Today we are going to jump into the book of Joel. This is a short prophetic book, only 3 chapters but it is intensely theologically rich! I must confess that it was books specifically like this one that gave me serious pause in tackling the Minor Prophets. I knew that there were ideas and themes that I would have to connect to their New Testament fulfillment that I wasn't sure I could connect in a clear way yet. If I am honest I still feel pretty inadequate to that task, while I have come to a much clearer understanding of how I believe these things connect, I still have some way to go. Especially when it comes to specifics; and the book of Joel gets more specific or at least is used more specifically than any of the prophets we have yet covered. In Acts Chapter 2 Peter quotes Joel and says specifically that this has been fulfilled in what the people of Israel had witnessed at Pentecost. This will raise a whole host of issues for us and I will seek to be as clear as I can and also, as Jake has done with tackling the challenges of Matthew 24 and some of its eschatological implications, be as charitable as I can be, especially knowing that there is yet a long way to go in my own development of my understanding of these things. Needless to say, this has been challenging but I hope and trust it will be fruitful as we work our way through this together.
Fortunately, these most challenging aspects of the book come closer to the end, end albeit of a 3 chapter book so its not that far off, but end none the less. Before we get there though we will have time to get acquainted with the prophet and his message and take hold of the main point of the book as a whole which shoudl help immensely when we come to parsing out some of these more difficult things.
I must say as a bit of an aside here, I can relate to John Knox when he said “I have never once feared the Devil (maybe not quite that part) but I tremble every time I enter the pulpit.” these kinds of things make me extremely thankful for a congregation who I know is both, praying earnestly for Jake and I as we prepare each week to preach the word, and who is also faithful to not just hear what we say and run with it but who take these things home and discuss them together and spend time in the word together seeking to understand these things rightly from the Word itself. I truly do take great comfort in both of these things. I know both Jake and I covet your prayers so thank you!
So, lets take a moment to pray and then we will jump into Joel.
PRAY
As we move into the book we need to get ourselves oriented to the text a bit with some literary and historical context.
First we notice that this book has a rather short intro. There is not a lot of context that we can get out of verse 1. we read:

The word of the LORD that came to Joel, the son of Pethuel:

Its not the shortest Intro, that I believe will belong to our next prophet, Obadiah. but it doesn't give us much and unlike many of the other books the book of Joel also doesn't provide us with any truly usable historical context clues within its prophecies to anchor the book to any particular historical period.
We know the prophets name, Joel, and we know his father, Pethuel, but there is no context even for these names. As we have seen with the other prophets, unless we are directed to by the text we ought not look at the names themselves for any particular meaning, this tends only to lead people into error. Our study of the word is to be guided by the word and we are given no reason here to think that either of these names bear any theological significance to the message.

| Written tasks |
a - From the records below, pick out each line containing the word "antenna" and copy those lines.
b - Pick up the sermon on Joel after its last sentence and carry it on.
The sermon on Joel and the records are unrelated to each other.

| Supplied information |
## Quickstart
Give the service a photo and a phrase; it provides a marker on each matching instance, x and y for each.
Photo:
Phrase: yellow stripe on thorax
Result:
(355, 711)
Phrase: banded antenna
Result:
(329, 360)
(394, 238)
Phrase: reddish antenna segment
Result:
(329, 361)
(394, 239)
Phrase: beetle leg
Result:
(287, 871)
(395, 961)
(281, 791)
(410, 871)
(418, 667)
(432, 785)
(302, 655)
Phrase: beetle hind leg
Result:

| Answers to the problems |
a -
Phrase: banded antenna
Phrase: reddish antenna segment

b -
As we also just noted, the book itself, doesn't give many if any contextual clues that can anchor it into a particular historical period. We have no rulers of Israel or any other nation for that matter recorded. We have no significant geological events like Amos’ earthquake , and we don't have any significant battles or conquests to work with.
This ambiguity as to historical setting has led scholars and commentators to argue across many pages as to when they believe the book to have been written. Some think it is one of the earliest, placing Joel as a contemporary of Hosea and Amos and some believe that it is late, perhaps even post exilic, meaning after Israel returned from their captivity in Babylon.
Theologically we do need to wrestle with the understanding that Joel has of the Day of the Lord. We have seen this in other prophets and we will spend time unpacking this theme in the context of Joel and I would suggest that though this was not an unknown theme early in Israels prophetic history it is a theme that we see develop across time with early writers like Amos seeming to be less specific about that coming day than we see here in Joel so I don't know that I would put it too early. However, Joel does offer hope for Israel if they repent which is a theme that drops out as the prophets get closer to the exile so I don't know that I would put the book too late. Other than that though I am not even going to speculate. Speculation typically leads to problems theologically anyway.
One of the reasons that I think this book is so vague about its particular setting though is perhaps because the focus of the book isn't really on a specific setting at all. This is not to say that Joel didn't write in a specific context and address things that were happening around him, he did, but the book is written, in the way that many of the Psalms are written, in a way that makes it more broad in its application to various times.
One of the key theologically contextual items that connects here to this point is that the book surprisingly is mentions no specific sin of the people. We have gotten used to prophets calling out the people for some very specific sins but Joel is different. The people here definitely stand condemned, they have done wrong that is for sure, but the focus is less on what they have specifically done but rather on what God is calling them to and what God is going to do. Joel, maybe a smidge more than most in this regard, shines the spotlight directly on God himself!
In fact, if you had to pick a key theme for the book, outside of “The Day of the Lord” you would probably pick the statement that is recorded at the end of the two major sections that the book can be divided up into, in 2:27 we read:

You shall know that I am in the midst of Israel,

and that I am the LORD your God and there is none else.

and in 3:17 we read:

So you shall know that I am the LORD your God,

who dwells in Zion, my holy mountain.

“So you shall know that I am the Lord your God”
This is the theme of the book. God’s people will know him, they have forgotten, they have wandered, they have been unfaithful, but the theme of this book is that God is pursuing them and that the result of this pursuit will be that they will know that He is the Lord their God.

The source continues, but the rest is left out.